- _Task_
Could you write out the records exactly as they are given?

(Data provided Opens)

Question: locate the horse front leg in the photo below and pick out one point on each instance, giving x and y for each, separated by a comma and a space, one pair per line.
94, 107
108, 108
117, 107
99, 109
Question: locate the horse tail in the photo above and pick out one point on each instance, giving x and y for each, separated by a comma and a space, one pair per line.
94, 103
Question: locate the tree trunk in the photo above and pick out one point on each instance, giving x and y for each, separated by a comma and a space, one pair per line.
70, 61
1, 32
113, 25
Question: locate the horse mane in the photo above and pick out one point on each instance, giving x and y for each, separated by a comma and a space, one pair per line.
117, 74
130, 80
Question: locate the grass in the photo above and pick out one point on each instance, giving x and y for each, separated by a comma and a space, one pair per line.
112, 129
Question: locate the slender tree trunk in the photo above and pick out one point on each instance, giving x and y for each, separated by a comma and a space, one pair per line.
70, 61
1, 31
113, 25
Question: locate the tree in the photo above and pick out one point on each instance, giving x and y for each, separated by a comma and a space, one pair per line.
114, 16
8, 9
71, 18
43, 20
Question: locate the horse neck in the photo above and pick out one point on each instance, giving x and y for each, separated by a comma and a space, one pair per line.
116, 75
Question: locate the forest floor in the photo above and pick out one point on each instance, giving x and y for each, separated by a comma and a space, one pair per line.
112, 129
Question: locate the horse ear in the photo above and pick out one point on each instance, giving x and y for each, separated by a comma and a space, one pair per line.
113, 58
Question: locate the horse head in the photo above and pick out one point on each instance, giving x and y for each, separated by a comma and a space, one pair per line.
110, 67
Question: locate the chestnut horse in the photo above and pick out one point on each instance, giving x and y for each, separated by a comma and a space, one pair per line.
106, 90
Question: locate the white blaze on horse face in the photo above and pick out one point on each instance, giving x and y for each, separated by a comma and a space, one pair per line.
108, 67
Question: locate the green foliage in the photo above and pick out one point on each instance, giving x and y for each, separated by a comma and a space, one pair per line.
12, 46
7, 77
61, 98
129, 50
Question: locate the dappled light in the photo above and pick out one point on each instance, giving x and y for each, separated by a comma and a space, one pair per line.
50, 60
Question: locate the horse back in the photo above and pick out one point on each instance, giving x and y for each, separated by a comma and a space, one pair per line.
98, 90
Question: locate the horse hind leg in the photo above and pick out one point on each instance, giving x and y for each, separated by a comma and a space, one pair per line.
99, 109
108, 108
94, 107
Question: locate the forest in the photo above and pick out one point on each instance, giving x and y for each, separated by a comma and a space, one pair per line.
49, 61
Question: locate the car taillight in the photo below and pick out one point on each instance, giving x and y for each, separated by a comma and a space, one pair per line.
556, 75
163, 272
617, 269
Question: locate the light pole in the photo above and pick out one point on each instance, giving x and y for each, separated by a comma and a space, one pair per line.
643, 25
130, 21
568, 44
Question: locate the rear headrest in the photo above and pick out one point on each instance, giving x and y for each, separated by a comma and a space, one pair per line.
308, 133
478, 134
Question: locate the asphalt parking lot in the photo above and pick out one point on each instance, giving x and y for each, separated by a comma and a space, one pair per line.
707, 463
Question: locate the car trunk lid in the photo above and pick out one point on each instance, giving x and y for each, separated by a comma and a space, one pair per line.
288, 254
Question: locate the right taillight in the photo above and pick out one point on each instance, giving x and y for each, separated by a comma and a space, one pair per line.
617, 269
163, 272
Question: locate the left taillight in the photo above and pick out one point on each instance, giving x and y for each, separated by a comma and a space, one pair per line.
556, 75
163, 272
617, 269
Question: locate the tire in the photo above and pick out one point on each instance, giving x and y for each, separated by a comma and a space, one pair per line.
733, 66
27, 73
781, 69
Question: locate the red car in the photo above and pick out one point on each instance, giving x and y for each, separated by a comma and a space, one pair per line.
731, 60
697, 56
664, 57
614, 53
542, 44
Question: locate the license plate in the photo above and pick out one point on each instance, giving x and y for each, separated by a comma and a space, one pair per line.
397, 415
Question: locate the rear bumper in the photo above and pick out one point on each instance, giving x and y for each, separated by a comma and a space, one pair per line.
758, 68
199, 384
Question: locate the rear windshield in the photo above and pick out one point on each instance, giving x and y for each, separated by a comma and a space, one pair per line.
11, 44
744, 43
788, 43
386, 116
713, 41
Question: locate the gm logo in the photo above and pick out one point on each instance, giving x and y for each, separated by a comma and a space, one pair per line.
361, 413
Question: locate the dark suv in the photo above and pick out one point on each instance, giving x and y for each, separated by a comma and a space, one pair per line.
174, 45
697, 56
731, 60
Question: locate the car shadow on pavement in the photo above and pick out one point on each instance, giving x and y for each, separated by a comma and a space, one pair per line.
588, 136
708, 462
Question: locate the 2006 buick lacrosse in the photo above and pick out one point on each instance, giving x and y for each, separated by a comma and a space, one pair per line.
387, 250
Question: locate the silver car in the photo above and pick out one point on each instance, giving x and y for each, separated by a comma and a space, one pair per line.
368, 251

(Data provided Closes)

- _Answer for the task_
Question: locate the horse front leg in the photo below and pick out one point on each instance, giving x and y for each, separated by a comma and a space, one pair per line.
94, 107
108, 108
117, 107
99, 109
Question: locate the horse tail in the photo above and pick out one point on each instance, giving x and y for each, separated by a comma and a space, one pair per line.
94, 103
Question: locate the tree trunk in the photo above and pick out one point on each instance, giving x and y for each, separated by a comma and a space, one pair per line.
70, 61
1, 32
113, 25
Question: locate the horse mane in the photo above and pick out one point on each instance, giving x and y for each, separated by a comma and a space, one pair per line.
117, 74
130, 80
Question: locate the grass in the photo above and pick out one point on each instance, giving x and y for each, separated by a comma and a space, one pair per line.
112, 129
Question: locate the slender tree trunk in the photo above and pick out one point on each instance, giving x and y for each, separated by a comma and a space, one pair per line.
70, 61
1, 31
113, 25
Question: locate the tree in the photo above and pick out one point on each instance, giving x and y for each, separated by a comma and a space, one pair per line.
114, 16
8, 9
71, 18
43, 20
Question: locate the horse neck in the photo above and pick out one point on each instance, giving x and y for each, separated by a comma and a space, one pair per line.
116, 75
Question: locate the forest floor in the photo above and pick out one point on each instance, giving x and y for each, separated by a comma and a space, one pair per line.
112, 129
Question: locate the horse ear in the photo above and pick out one point on each instance, giving x and y for each, separated by a comma and a space, one pair per line.
113, 58
Question: locate the horse head in the photo above and pick out one point on each instance, giving x and y for each, separated by a comma and a space, one pair per line.
110, 67
Question: locate the chestnut horse in the photo above and pick out one point on each instance, giving x and y for each, separated by a comma and a space, one pair per line.
106, 90
Question: locate the white blaze on horse face in the photo above and pick out one point on each instance, giving x and y for each, separated by a comma and a space, one pair per line.
108, 67
Question: locate the green foliage in the photo above and pick out one point on each instance, giving x and y for each, separated by a comma and a space, one pair per line.
12, 46
7, 77
61, 98
129, 50
Question: locate the dappled light in the photo above and pick out one point on each instance, giving x and y for each, separated by a comma and a space, one pair per line.
50, 60
Question: locate the horse back in the photo above and pick out one point on each instance, giving x and y for each, separated by a comma and a space, one pair per line.
98, 90
Question: locate the horse hind leg in the photo above and pick out one point on each instance, giving x and y for each, separated by a comma and a space, one pair per line.
99, 109
108, 108
94, 107
Question: locate the forest in the photo above and pick out one point on each instance, giving x and y for each, separated by a comma and a space, one pair per line.
49, 61
Question: locate the car taillight in the photo below and pick out one point on each instance, giving x and y for each, separated by a comma and a space, one pair per line.
556, 75
163, 272
617, 269
Question: locate the light pole in the photo above and pick out one point on each instance, giving x and y for each, separated by a comma and a space, one pair per line.
643, 25
130, 21
568, 44
Question: locate the rear headrest in the photo above and pick out one point on each instance, giving x and y for each, separated by a comma and a space, one pair per line.
308, 133
478, 134
Question: locate the asphalt parking lot in the photo above and pick out one point on each instance, giving x and y for each, separated by a comma and a space, one pair per line.
707, 463
Question: locate the car trunk lid in the photo above and pick out one point on each instance, giving x and y for each, separated by a comma and a space, one pair per line.
288, 254
Question: locate the right taillight in the photo above and pick out one point on each instance, giving x and y for each, separated by a comma and a space, one pair per line.
617, 269
163, 272
Question: locate the left taillight in the photo above and pick out one point on each instance, giving x and y for each, separated by a comma and a space, one pair per line.
556, 75
163, 272
617, 269
Question: locate the tire in the photo above and pick out one point on each instance, giving x and y for each, separated by a comma and a space, one pair per line.
733, 66
27, 73
781, 69
Question: locate the red car in the photo above and pick out one point on each instance, giving x and y for each, separated by a comma and a space, one pair per line.
731, 60
697, 56
664, 57
614, 53
542, 44
Question: locate the license plate in the photo above and pick out one point on each instance, giving x and y for each, separated by a comma and a space, one pair per line.
397, 415
Question: locate the rear bumper in the photo above and pick out one point on each instance, giving x and y for each, separated by a comma and a space, one pair per line.
758, 68
199, 384
Question: locate the rear windshield in the photo above and pick out one point on each instance, giving x and y for each, separated by a comma and a space, one pair per line.
11, 44
744, 43
788, 43
386, 116
713, 41
Question: locate the gm logo in the photo above and pick out one point on each instance, giving x and y for each, separated by a comma and a space, one pair per line.
361, 413
Question: locate the dark suv in the photo above and pick out one point on each instance, giving x and y for each, separated by a comma and a space, one pair per line.
174, 45
697, 56
731, 60
Question: locate the car shadow on pavement in the photo above and pick out one point on each instance, giving x and y for each, separated by a comma and a space, one pair per line.
588, 136
708, 462
Question: locate the 2006 buick lacrosse in the photo above and pick out one point on each instance, giving x and y for each, separated by a comma and a space, one pair per line.
387, 250
Question: locate the silver car in the photo above and pick out one point on each instance, giving x and y for each, separated by a comma and a space, one pair per line.
368, 251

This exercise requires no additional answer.